Problem details ▸
Copy out every line of the listing below, shifting each bounding-box coordinate in the answers up by 68 and leaving all other text unchanged.
Working data start
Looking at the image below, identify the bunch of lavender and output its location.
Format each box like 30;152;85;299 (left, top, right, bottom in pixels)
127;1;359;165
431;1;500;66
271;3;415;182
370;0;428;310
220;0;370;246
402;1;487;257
Working data end
Problem solution ▸
Looking at the image below, identify the bunch of lavender and output its location.
Format each box like 30;152;85;299 (left, top, right, bottom in pixels)
195;69;427;233
499;69;568;134
339;71;483;250
438;68;496;378
288;68;438;314
470;69;555;325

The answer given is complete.